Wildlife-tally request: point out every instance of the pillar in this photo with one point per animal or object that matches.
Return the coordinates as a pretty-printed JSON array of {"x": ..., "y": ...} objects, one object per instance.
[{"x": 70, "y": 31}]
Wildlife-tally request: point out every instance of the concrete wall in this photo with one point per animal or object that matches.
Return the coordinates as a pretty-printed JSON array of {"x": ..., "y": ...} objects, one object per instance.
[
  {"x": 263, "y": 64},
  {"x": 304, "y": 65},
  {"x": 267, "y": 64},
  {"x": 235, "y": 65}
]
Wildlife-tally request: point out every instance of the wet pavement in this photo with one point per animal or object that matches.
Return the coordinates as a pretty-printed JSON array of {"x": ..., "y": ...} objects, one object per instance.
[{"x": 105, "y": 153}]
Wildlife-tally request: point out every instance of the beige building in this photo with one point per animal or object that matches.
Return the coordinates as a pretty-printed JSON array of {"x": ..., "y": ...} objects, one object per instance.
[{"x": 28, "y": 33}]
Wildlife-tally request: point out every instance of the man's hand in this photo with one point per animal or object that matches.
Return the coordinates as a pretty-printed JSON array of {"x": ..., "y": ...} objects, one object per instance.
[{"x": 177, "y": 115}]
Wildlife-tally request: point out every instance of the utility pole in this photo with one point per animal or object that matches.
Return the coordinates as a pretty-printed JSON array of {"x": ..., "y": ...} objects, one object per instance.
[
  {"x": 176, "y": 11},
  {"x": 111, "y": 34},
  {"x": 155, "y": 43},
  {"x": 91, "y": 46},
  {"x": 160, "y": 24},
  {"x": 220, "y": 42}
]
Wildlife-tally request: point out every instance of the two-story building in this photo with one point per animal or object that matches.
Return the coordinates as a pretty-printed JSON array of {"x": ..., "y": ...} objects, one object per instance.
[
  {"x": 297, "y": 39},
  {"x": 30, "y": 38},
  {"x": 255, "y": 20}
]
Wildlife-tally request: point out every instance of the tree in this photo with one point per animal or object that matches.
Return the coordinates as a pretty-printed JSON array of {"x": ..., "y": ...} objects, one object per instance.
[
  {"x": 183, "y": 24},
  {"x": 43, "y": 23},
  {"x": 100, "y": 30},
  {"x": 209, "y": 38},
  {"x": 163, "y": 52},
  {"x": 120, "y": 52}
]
━━━━━━
▶ [WHAT THE TASK REQUIRES]:
Your task is to reproduce, exactly and exclusively, the lines from the one holding "Wildlife-tally request: point out every instance of the man's" through the final line of the listing.

▶ [THE RESPONSE]:
Wildlife-tally request: point out every instance of the man's hand in this photo with one point per animal or object that matches.
Return the coordinates as a pretty-printed JSON array of {"x": ..., "y": ...} objects, one object per instance.
[{"x": 177, "y": 115}]
Wildlife-tally request: point out every instance of the utility pole in this photo with one point per animal or object that matches.
Return the coordinates as a pretty-printed JSON array of {"x": ..., "y": ...} objects, one object per instance.
[
  {"x": 176, "y": 11},
  {"x": 111, "y": 34},
  {"x": 155, "y": 43},
  {"x": 91, "y": 46},
  {"x": 160, "y": 24},
  {"x": 220, "y": 42}
]
Wildlife-tally request: point out every instance of the two-story building in this photo with one point per animal or object that matches.
Return the coordinates as a pretty-printed JSON array of {"x": ..., "y": ...} objects, one object per instance.
[
  {"x": 297, "y": 39},
  {"x": 30, "y": 38},
  {"x": 255, "y": 20}
]
Wildlife-tally request: point out every instance of the tree in this photo with one point per animal or object that matches.
Return the coordinates as a pretty-printed JSON array of {"x": ..., "y": ...} objects, one object per instance.
[
  {"x": 183, "y": 24},
  {"x": 43, "y": 23},
  {"x": 100, "y": 30},
  {"x": 209, "y": 38},
  {"x": 163, "y": 52},
  {"x": 120, "y": 52}
]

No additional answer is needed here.